- [REQUEST A]: Condense the paragraph of the speech-processing passage that opens with "In the case of calculating a similarity," keeping its main facts.
--- begin PASSAGE TO READ ---
Consider, for example, that a similarity between the input speech data 510 whose time length is one minute and the speech model whose time length is one minute is calculated. In this case, the number of frames from the input speech data 510 and the speech model may be approximately 6000 if one frame is assumed to be 10 milliseconds. Hence, the number of combinations for calculating the similarity may be on the order of the 4th power of 6000, that is, on the order of 1,300,000,000. It may be difficult for the speech data processing device 5 to complete the calculation for that number of combinations within a realistic time range.
In the case of calculating a similarity between segments having values of various time lengths, segments supposed to have a low similarity therebetween sometimes may exhibit a high similarity by accident. In some instances, if noise is superimposed on the speech data, or if the time length of the data is short, such a phenomenon may frequently occur. Hence, if such a phenomenon frequently occurs, accuracy of the similarity calculated by the speech data processing device 5 may become deteriorated.
Exemplary embodiments of the present disclosure may solve one or more of the above-noted problems. For example, the exemplary embodiments may provide a technique for calculating similarities among a plurality of speech data efficiently with high accuracy.

SUMMARY OF THE DISCLOSURE

According to a first aspect of the present disclosure, a speech processing device is disclosed. The speech processing device may include a memory storing instructions, and at least one processor configured to process the instructions to: divide a first speech data into first segments based on a data structure of the first speech data, classify the first segments into first clusters through clustering, generate a first segment speech model for each of the first clusters, and calculate a similarity between the first segment speech models and a second speech data.
An information processing method according to another aspect of the present disclosure may include dividing first speech data into first segments based on a data structure of the first speech data, classifying the first segments into first clusters through clustering, generating a first segment speech model for each of the first clusters, and calculating a similarity between the first segment speech models and second speech data.
A non-transitory computer-readable storage medium may store instructions that when executed by a computer enable the computer to implement a method. The method may include dividing first speech data into first segments based on a data structure of the first speech data, classifying the first segments into first clusters through clustering, generating a first segment speech model for each of the first clusters, and calculating a similarity between the first segment speech models and second speech data.
--- end PASSAGE TO READ ---
--- begin DATA LISTING ---
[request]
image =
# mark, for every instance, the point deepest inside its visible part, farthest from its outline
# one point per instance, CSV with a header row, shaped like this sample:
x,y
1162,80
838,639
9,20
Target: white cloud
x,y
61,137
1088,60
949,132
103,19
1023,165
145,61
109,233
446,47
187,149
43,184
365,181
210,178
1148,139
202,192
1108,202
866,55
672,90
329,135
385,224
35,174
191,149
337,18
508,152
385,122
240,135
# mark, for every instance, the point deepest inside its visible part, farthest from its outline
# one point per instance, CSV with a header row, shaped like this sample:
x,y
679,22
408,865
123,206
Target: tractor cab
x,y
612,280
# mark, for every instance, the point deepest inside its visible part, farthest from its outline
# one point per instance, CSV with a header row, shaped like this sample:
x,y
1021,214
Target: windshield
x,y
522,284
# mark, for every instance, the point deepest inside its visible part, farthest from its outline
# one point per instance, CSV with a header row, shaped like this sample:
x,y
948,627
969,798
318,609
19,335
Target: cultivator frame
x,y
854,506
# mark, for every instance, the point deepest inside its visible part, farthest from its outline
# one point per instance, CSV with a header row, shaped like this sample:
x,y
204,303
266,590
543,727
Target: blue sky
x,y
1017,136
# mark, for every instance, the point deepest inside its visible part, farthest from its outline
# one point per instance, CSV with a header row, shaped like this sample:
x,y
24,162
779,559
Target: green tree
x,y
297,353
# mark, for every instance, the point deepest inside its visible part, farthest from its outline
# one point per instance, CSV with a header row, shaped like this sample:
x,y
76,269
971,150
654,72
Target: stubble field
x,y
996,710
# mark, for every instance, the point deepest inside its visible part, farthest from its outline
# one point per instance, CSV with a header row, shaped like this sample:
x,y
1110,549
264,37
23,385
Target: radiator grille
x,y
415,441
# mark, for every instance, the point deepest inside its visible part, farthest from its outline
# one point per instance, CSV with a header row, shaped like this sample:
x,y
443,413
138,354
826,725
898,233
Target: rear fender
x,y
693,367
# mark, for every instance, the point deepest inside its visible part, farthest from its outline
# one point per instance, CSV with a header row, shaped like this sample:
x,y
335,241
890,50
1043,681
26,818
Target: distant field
--- end DATA LISTING ---
- [REQUEST B]: Return each line of the records that contains the string "field".

- [FINAL RESULT A]: When similarity is calculated between segments of varying time lengths, segments expected to be dissimilar can sometimes show a high similarity by accident. This may happen often when noise is superimposed on the speech data or when the data is short. If it happens often, the accuracy of the similarity calculated by the speech data processing device 5 may deteriorate.

- [FINAL RESULT B]:
Target: stubble field
Target: distant field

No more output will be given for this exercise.